*Page text*:
5. There are many, however, who have the ability to feel and communicate with the Force but cannot accept the staggering fact of their homosexuality - they are the homophobics. By using the Force for corrupt and destructive purposes, the homophobics become the Siths. Darth Lord Siddious, the powerful Sith warrior who is bent on destroying the Jedi’s, clouded Anakin’s mind. He was successful, and Anakin and Obi Wan Kenobi’s desire for each other was doomed forever. Trivia: There was a rumor, apparently from the all-male army of the Dark Lord, that Anakin’s lower extremities were badly destroyed following the thrilling swordfight between him and Obi Wan in Episode III, The Revenge of the Sith. Because his organ is irreplaceable, the Dark Lord made Anakin trans-gendered. But then again, this is just a rumor ng mga chismosang bakleta in the armed forces.

6. At present, 2006, the Force is still with us. It is now called Gaydar. Hence, our greetings and fond affections to our fellow gays, lesbians, bisexuals and transgendered, as well as straights, should be this: “May the Gaydar be with you!”

7. Gloria Gaynor’s “I Will Survive” was originally written and composed for Star Wars to be played during the closing credits in all six episodes. But George Lucas feared widespread boycott by the homophobic viewing public because the song was just too pop and too flamboyant. Thus, he commissioned the services of John Williams, a musician more inclined towards the classical genre. John Williams, of course, remains as one of the modern masters of classical music. “I Will Survive” on the other hand, is hailed as the ultimate gay anthem in the past three decades.

*Study material*:
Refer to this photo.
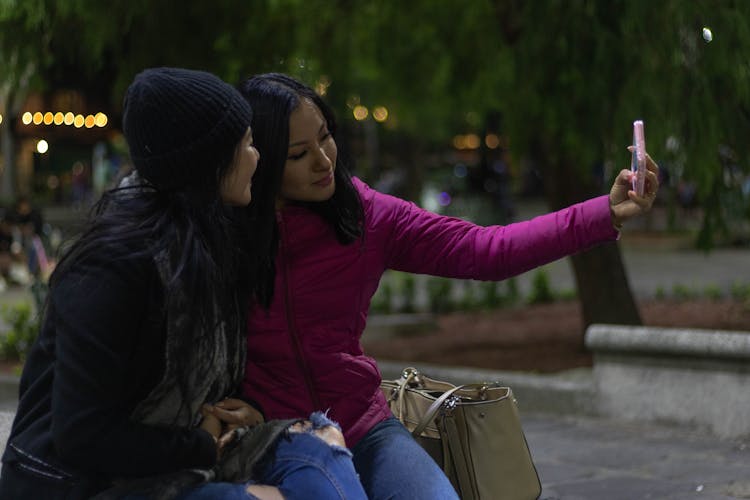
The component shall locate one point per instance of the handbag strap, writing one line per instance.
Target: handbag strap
(429, 415)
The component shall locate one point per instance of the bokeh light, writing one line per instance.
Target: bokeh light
(360, 112)
(380, 113)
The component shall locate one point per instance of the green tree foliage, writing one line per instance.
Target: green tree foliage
(568, 76)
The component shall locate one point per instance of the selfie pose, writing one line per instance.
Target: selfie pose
(330, 239)
(131, 389)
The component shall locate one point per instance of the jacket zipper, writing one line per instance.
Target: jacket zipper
(291, 323)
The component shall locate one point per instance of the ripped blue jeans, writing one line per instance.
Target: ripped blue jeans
(303, 467)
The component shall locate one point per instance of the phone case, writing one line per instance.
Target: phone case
(638, 163)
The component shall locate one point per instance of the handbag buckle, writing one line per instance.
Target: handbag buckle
(450, 404)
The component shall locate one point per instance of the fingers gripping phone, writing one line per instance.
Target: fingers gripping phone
(638, 162)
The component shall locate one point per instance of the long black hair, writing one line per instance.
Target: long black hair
(202, 246)
(273, 97)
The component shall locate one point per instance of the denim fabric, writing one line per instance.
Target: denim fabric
(303, 467)
(392, 465)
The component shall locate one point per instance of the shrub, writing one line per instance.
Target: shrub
(541, 291)
(23, 328)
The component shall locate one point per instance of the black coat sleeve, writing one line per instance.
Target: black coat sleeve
(104, 344)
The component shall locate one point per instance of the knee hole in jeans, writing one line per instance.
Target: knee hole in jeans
(328, 433)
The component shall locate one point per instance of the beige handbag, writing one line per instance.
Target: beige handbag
(472, 431)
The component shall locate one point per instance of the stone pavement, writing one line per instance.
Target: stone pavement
(580, 457)
(588, 458)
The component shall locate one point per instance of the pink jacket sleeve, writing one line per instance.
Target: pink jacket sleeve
(419, 241)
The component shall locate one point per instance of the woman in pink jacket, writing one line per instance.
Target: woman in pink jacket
(332, 238)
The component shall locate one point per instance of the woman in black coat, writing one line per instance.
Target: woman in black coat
(130, 389)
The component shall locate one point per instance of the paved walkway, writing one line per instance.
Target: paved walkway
(587, 458)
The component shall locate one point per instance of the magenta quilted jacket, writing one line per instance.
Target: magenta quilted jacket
(304, 354)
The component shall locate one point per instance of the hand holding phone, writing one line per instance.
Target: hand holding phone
(638, 163)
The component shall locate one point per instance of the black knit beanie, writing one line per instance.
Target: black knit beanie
(178, 122)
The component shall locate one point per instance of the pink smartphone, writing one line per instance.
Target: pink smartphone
(638, 163)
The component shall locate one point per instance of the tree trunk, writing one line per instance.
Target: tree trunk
(601, 280)
(7, 145)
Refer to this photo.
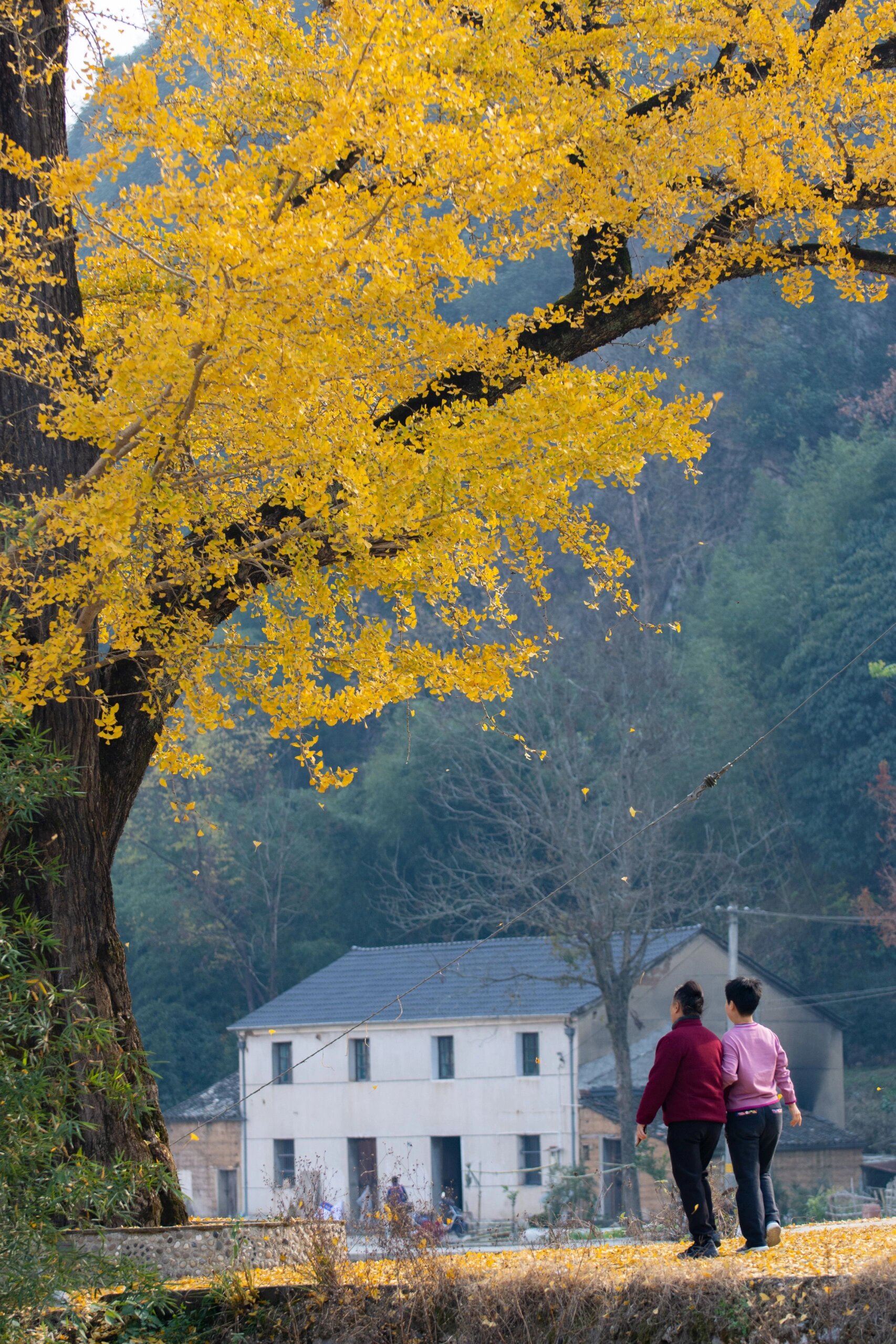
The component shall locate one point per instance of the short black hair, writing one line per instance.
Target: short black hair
(745, 994)
(691, 999)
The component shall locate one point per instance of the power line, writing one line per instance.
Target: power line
(709, 783)
(788, 914)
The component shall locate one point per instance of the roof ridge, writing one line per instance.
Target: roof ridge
(466, 943)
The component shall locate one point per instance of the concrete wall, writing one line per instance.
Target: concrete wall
(403, 1107)
(199, 1160)
(812, 1040)
(817, 1169)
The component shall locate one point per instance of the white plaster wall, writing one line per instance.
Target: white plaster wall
(487, 1104)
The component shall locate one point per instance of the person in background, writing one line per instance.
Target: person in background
(755, 1074)
(395, 1195)
(685, 1081)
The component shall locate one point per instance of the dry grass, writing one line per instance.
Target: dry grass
(824, 1285)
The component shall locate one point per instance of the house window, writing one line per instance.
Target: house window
(283, 1062)
(530, 1159)
(527, 1054)
(359, 1059)
(284, 1162)
(445, 1057)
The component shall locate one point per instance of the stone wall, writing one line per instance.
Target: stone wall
(206, 1248)
(817, 1169)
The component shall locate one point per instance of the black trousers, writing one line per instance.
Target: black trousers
(691, 1147)
(753, 1138)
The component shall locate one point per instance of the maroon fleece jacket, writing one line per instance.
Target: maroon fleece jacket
(685, 1078)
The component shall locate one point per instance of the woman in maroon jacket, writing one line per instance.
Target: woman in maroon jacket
(685, 1081)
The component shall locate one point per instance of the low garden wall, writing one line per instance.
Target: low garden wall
(205, 1248)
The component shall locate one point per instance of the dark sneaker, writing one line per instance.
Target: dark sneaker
(699, 1251)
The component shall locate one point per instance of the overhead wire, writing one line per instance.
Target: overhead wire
(710, 782)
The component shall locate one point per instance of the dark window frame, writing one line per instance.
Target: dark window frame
(359, 1064)
(445, 1057)
(531, 1160)
(284, 1162)
(530, 1061)
(281, 1062)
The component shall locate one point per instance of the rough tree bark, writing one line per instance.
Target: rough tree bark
(82, 831)
(617, 1008)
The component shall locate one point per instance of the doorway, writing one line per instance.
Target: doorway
(448, 1174)
(226, 1193)
(362, 1175)
(612, 1178)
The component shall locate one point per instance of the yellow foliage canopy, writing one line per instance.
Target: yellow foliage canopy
(287, 425)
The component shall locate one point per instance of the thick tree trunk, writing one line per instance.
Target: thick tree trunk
(618, 1028)
(84, 831)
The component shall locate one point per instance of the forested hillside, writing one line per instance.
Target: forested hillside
(777, 561)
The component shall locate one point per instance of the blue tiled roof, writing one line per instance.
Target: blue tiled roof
(505, 977)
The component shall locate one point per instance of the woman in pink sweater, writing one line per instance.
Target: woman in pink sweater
(757, 1080)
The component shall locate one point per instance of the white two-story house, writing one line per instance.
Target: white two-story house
(485, 1077)
(465, 1085)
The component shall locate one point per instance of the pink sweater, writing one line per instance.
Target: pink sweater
(754, 1068)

*Tasks to perform*:
**A)** In the Star Wars text, what is the Force called at present?
**B)** For each statement, say whether it agrees with the Star Wars text and quote the deciding words: (i) Darth Lord Siddious clouded Anakin's mind. (ii) John Williams was a musician more inclined toward pop. (iii) "I Will Survive" was meant to play during the opening credits.

*Solutions for each task*:
**A)** Gaydar.

**B)**
(i) Yes: "Darth Lord Siddious, the powerful Sith warrior who is bent on destroying the Jedi’s, clouded Anakin’s mind."
(ii) No: "a musician more inclined towards the classical genre"
(iii) No: "to be played during the closing credits in all six episodes"